RECORDS FOR THIS EXERCISE:
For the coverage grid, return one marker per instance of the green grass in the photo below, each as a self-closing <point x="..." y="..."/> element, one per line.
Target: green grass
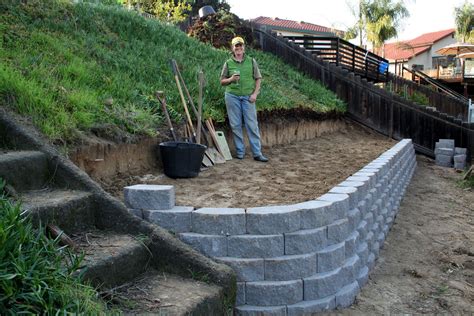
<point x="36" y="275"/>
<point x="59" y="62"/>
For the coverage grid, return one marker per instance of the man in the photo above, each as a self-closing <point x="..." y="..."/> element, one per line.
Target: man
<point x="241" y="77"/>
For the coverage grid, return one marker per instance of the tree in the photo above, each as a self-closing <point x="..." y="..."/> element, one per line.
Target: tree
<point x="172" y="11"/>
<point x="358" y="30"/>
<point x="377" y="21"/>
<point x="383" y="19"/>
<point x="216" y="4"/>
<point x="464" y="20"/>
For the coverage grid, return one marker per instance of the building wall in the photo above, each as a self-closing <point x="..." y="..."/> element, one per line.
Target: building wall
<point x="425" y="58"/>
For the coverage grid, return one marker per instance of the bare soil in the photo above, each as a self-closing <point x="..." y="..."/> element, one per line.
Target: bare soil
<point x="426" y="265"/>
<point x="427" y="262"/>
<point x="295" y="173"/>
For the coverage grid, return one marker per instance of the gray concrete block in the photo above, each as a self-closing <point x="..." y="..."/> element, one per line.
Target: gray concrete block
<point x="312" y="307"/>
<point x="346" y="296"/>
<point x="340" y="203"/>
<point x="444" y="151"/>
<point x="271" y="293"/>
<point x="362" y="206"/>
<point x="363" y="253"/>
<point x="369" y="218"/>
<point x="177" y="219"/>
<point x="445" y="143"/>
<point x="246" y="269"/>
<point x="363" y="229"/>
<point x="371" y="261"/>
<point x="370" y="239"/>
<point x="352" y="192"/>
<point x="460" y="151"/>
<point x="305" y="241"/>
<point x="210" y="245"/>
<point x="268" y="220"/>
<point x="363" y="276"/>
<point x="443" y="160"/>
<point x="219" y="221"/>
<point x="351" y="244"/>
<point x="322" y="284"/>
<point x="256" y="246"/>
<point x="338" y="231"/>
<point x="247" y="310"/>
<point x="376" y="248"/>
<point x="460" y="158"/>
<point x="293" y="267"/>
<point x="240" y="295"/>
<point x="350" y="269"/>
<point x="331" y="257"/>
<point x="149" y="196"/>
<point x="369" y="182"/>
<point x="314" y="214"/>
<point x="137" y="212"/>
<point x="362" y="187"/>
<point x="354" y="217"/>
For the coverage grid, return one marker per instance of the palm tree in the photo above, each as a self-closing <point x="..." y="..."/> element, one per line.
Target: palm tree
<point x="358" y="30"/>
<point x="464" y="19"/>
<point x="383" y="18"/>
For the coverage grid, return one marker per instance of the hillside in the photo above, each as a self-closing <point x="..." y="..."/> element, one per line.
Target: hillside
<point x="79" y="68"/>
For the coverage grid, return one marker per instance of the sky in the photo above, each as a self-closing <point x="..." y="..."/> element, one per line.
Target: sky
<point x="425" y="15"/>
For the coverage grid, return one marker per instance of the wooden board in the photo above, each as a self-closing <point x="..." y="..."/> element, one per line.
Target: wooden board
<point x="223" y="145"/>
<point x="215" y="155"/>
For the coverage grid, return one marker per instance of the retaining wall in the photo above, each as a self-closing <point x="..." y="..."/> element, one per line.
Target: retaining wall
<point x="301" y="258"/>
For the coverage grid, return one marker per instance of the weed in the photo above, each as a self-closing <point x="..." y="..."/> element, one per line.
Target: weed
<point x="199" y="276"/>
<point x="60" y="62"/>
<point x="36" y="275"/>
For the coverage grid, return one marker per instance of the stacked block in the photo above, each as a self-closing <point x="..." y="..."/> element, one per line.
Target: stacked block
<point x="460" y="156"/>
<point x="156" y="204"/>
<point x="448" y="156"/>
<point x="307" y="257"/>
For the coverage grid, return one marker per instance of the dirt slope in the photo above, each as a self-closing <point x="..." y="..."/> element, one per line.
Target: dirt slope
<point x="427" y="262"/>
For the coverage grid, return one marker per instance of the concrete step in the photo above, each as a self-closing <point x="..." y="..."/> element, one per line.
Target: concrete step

THE TASK: Your copy should match the listing exactly, apart from the pictures it leaves out.

ANSWER TO THIS PROBLEM:
For the coverage grid, return one marker per instance of the green grass in the photo below, each as a self-closing <point x="..." y="..."/> element, one per line.
Target: green grass
<point x="36" y="275"/>
<point x="59" y="62"/>
For the coverage grid, return one marker per instance of the man in the photo above, each as a self-closing <point x="..." y="..."/> element, one per line.
Target: man
<point x="241" y="77"/>
For the coverage grid, return one marker per instance of the tree in the photo above, each as a self-closing <point x="..." y="..."/> element, one per line.
Target: tree
<point x="172" y="11"/>
<point x="358" y="30"/>
<point x="377" y="21"/>
<point x="383" y="19"/>
<point x="216" y="4"/>
<point x="464" y="20"/>
For the coverage grid, return one marker per instance of the building wall in the photo above, each as a self-closing <point x="..." y="..."/> element, one per line.
Target: building wall
<point x="425" y="58"/>
For the coverage grid, return one marker per instance of the bare soil in the photo above, each as a self-closing <point x="..." y="..."/> element, one per line.
Target: bare soil
<point x="426" y="265"/>
<point x="427" y="262"/>
<point x="295" y="173"/>
For the coverage grid, return one marker per instance of the gray concrete block in the photo above, each as a self-closing <point x="..." y="..."/> element, one per line.
Target: gray concrete block
<point x="312" y="307"/>
<point x="346" y="296"/>
<point x="340" y="203"/>
<point x="444" y="151"/>
<point x="271" y="293"/>
<point x="362" y="206"/>
<point x="363" y="253"/>
<point x="369" y="218"/>
<point x="177" y="219"/>
<point x="445" y="143"/>
<point x="246" y="269"/>
<point x="363" y="229"/>
<point x="371" y="261"/>
<point x="370" y="239"/>
<point x="352" y="192"/>
<point x="460" y="151"/>
<point x="305" y="241"/>
<point x="210" y="245"/>
<point x="268" y="220"/>
<point x="363" y="276"/>
<point x="443" y="160"/>
<point x="219" y="221"/>
<point x="351" y="244"/>
<point x="322" y="284"/>
<point x="256" y="246"/>
<point x="338" y="231"/>
<point x="247" y="310"/>
<point x="376" y="248"/>
<point x="460" y="158"/>
<point x="293" y="267"/>
<point x="240" y="295"/>
<point x="350" y="269"/>
<point x="331" y="257"/>
<point x="149" y="196"/>
<point x="369" y="182"/>
<point x="314" y="214"/>
<point x="137" y="212"/>
<point x="362" y="187"/>
<point x="354" y="217"/>
For the coverage grid, return one marker per instance of the palm tree in the photo above, each as a self-closing <point x="..." y="..."/> element, one per line.
Target: palm tree
<point x="358" y="30"/>
<point x="464" y="19"/>
<point x="383" y="18"/>
For the coverage grid, return one marker per instance of the hillside in the photo above, each as a self-closing <point x="..." y="..."/> element, one per line.
Target: hillside
<point x="79" y="68"/>
For the coverage grid, return one marker per instance of the sky in the photo above, each as a self-closing <point x="..." y="..."/> element, one per line.
Target: sky
<point x="425" y="15"/>
For the coverage grid, return one marker per instance of the wooden board in the photo above, each as a self-closing <point x="..." y="..."/> element, one per line.
Target: wooden board
<point x="223" y="145"/>
<point x="215" y="155"/>
For the coverage grid, return one marker per instance of the retaining wall in the photo above, each as a self-closing <point x="..." y="..."/> element, one per line.
Target: retaining wall
<point x="301" y="258"/>
For the coverage grid, return one marker per instance of the weed in the photo above, each as a self-closing <point x="..." y="..."/> element, one per line.
Target: weed
<point x="199" y="276"/>
<point x="60" y="62"/>
<point x="36" y="275"/>
For the coverage grid, return one marker per instance of the stacked block in the photo above, each as a self-closing <point x="..." y="..."/> element, one per line.
Target: stacked block
<point x="460" y="156"/>
<point x="156" y="204"/>
<point x="448" y="156"/>
<point x="307" y="257"/>
For the coverage grid, return one marker per instance of the dirt slope in the photo above, each as a self-closing <point x="..." y="..."/> element, one per line.
Target: dirt slope
<point x="427" y="262"/>
For the coverage grid, return one marker per instance of the concrete step in the photo above, each as a self-closing <point x="..." y="..."/> element, one per line.
Target: concrete step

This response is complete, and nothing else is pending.